## [Excerpt to read]
UCSD lands COVID-19 vaccine clinical trial site in National City

El Toyon Park.JPG
Posted at 4:10 PM, Sep 18, 2020

SAN DIEGO (KGTV) — UC San Diego was granted a temporary use permit by the city council in National City to use El Toyon Park to conduct a clinical vaccination trial.

The permit is good from Sept. 16 to Oct. 31, 2022, with a rental rate of $5,000 per month.

A spokesperson for UCSD Health said the site would be for the Janssen clinical trial, which is still awaiting final approval locally; more details could not be confirmed Friday.

The vaccination clinic would be set up in a parking lot at the park in National City, one of the communities heavily impacted by COVID-19.

Community advocates have been working with UCSD to inform potential participants in the South Bay about vaccine trials.

“The Chicano Federation has been working with a lot of our underserved communities, but also some of the hardest-hit communities by COVID-19, particularly the Latino communities,” said Roberto Alcantar, Chief Strategy Officer for the Chicano Federation. “One of the hot topics to come out of this is the issue with vaccinations.”

Alcantar said concerns were raised over a different trial that was set to begin in the South Bay earlier this month; it was later put on hold. But UCSD quickly worked with the federation to ensure residents in the trial areas would get the information needed to make informed decisions if they wanted to participate.

## [What you need to do]
(1) Answer these questions about the news story on the UCSD vaccine trial site, one line each:
(a) Where at the park would the vaccination clinic be set up?
(b) Which clinical trial did the UCSD Health spokesperson say the site would be for?
(c) What is Roberto Alcantar's job title?
(2) Keep writing the news story about the UCSD vaccine trial site in National City, picking up after its last sentence.

## [Dataset records]

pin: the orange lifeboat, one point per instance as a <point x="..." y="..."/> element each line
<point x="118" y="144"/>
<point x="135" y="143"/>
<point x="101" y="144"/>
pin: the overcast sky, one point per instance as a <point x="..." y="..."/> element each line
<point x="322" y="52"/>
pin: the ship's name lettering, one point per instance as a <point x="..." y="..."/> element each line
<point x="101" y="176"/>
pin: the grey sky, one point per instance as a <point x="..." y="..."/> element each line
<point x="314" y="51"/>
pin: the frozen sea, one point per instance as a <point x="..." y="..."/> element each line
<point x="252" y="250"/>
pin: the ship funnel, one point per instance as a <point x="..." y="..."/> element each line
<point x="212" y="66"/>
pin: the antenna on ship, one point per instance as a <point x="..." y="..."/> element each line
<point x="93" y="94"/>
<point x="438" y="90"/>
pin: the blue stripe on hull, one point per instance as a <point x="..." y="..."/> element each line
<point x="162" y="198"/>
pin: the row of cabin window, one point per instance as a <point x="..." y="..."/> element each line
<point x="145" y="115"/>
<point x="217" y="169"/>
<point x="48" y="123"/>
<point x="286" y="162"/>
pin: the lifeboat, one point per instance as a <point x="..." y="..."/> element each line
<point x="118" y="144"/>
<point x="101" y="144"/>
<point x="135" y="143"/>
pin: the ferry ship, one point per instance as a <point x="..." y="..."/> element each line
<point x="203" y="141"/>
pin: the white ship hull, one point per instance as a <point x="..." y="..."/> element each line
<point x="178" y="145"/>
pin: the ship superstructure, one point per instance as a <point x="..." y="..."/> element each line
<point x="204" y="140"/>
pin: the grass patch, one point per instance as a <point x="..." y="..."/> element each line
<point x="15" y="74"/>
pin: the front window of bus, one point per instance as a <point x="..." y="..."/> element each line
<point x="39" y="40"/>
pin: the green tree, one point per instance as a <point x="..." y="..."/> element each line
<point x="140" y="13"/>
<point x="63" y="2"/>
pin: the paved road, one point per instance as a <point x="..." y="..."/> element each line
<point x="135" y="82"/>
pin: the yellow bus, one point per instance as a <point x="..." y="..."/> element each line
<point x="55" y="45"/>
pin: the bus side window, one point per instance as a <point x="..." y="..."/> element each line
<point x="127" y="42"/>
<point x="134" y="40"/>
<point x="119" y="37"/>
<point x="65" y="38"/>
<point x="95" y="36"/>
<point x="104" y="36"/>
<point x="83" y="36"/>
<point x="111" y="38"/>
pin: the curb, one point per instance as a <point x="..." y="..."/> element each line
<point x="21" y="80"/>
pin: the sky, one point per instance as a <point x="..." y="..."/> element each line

## [Answers to this exercise]
(1)
(a) In a parking lot at El Toyon Park in National City.
(b) The Janssen clinical trial.
(c) Chief Strategy Officer for the Chicano Federation.

(2)
“We’re happy to see that UCSD is taking the lead in National City, and it’s not some other group because we know that they’re doing the best that they can to provide the right information,” he said. “If there are trials that are happening out there that are unethical or targeting people of color with incentives, we’ll call them out.”

UCSD researchers previously said they hoped to focus on recruiting people for the trials from underserved communities with the highest rate of COVID-19.

The San Diego Latino Health Coalition, which includes the Chicano Federation and several other nonprofit organizations, will continue community outreach efforts before the trial officially begins.

“We’re very effective at getting the information out, and people are receptive to us because they trust us, they know us, we’ve been working with them for decades,” said Alcantar.

There’s no word on when the trial will start, but soon there may be three clinical trials running simultaneously with two focused primarily on the South Bay.